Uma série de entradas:
____

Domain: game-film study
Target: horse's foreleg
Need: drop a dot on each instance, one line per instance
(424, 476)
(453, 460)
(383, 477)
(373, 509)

____

* _Objetivo do exercício_: Transcreva literalmente todas as linhas das entradas acima, sem alterar nenhum caractere.

* _Solução da tarefa_:
Domain: game-film study
Target: horse's foreleg
Need: drop a dot on each instance, one line per instance
(424, 476)
(453, 460)
(383, 477)
(373, 509)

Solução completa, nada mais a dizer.